TE VOLGEN INSTRUCTIES: Geef de onderstaande lijst volledig en ongewijzigd weer, regel voor regel.

------ GEGEVENSRECORDS ------

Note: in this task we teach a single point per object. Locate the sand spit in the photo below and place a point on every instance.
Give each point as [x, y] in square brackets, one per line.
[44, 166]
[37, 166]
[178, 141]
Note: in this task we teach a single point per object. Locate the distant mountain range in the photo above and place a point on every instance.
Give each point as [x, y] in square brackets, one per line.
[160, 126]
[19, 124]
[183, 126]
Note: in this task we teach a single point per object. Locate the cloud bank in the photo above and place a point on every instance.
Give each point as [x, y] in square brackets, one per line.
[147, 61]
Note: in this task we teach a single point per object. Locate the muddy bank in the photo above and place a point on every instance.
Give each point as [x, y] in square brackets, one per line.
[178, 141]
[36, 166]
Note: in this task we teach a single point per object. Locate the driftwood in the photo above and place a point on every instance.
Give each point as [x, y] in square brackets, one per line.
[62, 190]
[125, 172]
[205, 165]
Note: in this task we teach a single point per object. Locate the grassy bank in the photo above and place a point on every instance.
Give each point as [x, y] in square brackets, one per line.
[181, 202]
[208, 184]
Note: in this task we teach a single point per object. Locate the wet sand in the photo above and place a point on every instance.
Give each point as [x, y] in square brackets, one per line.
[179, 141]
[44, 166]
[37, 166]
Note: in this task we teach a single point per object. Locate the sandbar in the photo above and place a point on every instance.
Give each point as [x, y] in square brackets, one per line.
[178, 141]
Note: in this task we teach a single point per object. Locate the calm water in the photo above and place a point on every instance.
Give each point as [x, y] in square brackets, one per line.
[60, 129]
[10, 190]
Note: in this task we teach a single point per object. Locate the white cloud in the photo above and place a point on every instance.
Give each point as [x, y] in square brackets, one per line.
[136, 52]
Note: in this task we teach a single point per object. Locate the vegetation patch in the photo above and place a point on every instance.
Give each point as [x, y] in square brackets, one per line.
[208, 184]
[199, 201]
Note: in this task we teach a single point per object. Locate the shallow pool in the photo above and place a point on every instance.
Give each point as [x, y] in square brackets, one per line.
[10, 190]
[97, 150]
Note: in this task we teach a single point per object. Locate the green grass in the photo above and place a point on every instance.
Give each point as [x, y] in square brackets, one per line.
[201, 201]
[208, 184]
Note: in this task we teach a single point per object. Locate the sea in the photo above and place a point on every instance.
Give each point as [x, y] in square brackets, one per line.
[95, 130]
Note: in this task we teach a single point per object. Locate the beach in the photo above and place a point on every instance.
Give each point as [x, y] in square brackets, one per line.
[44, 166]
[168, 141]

------

RESULTAAT:
Note: in this task we teach a single point per object. Locate the sand spit in the photo below and place a point on every instance.
Give each point as [x, y] in square brackets, one per line.
[44, 166]
[37, 166]
[178, 141]
Note: in this task we teach a single point per object. Locate the distant mountain range in the photo above and place a point on every instance.
Give each point as [x, y] in square brackets, one per line.
[160, 126]
[19, 124]
[183, 126]
Note: in this task we teach a single point per object. Locate the cloud bank in the photo above and place a point on every instance.
Give each point as [x, y] in square brackets, one per line.
[147, 61]
Note: in this task we teach a single point per object. Locate the muddy bank in the photo above and place a point on every instance.
Give each point as [x, y] in square brackets, one per line.
[178, 141]
[36, 166]
Note: in this task we teach a single point per object. Locate the driftwood in the photo above and place a point on every instance.
Give each point as [x, y] in square brackets, one per line.
[62, 190]
[125, 172]
[205, 165]
Note: in this task we teach a single point per object. Locate the grassy bank in the photo above and place a point on every instance.
Give each point as [x, y] in square brackets, one per line.
[181, 202]
[208, 184]
Note: in this task we teach a single point per object. Locate the wet sand in the photo above and place a point on every instance.
Give each point as [x, y] in square brackets, one per line.
[179, 141]
[44, 166]
[37, 166]
Note: in this task we teach a single point per object. Locate the sandbar in the photo above and place a point on every instance.
Give each point as [x, y] in square brackets, one per line.
[178, 141]
Note: in this task we teach a single point per object. Locate the calm water in the photo above and place a point on every instance.
Give each point as [x, y] in square brackets, one per line.
[60, 129]
[10, 190]
Note: in this task we teach a single point per object. Locate the white cloud in the photo above and place a point on every instance.
Give each point as [x, y] in square brackets, one per line.
[136, 52]
Note: in this task we teach a single point per object. Locate the vegetation patch in the photo above and place a point on every instance.
Give each point as [x, y] in square brackets, one per line.
[208, 184]
[199, 201]
Note: in this task we teach a single point per object. Locate the shallow pool in the photo above and place a point on every instance.
Give each point as [x, y] in square brackets, one per line.
[10, 190]
[97, 150]
Note: in this task we teach a single point per object. Locate the green grass in the photo above and place a point on every instance.
Give each point as [x, y] in square brackets, one per line.
[201, 201]
[208, 184]
Note: in this task we teach a single point per object. Locate the sea in the photo above and place a point on every instance.
Give each point as [x, y] in square brackets, one per line.
[95, 130]
Note: in this task we teach a single point per object. Locate the beach in the photo above and place a point on every instance.
Give each point as [x, y] in square brackets, one per line.
[44, 166]
[168, 141]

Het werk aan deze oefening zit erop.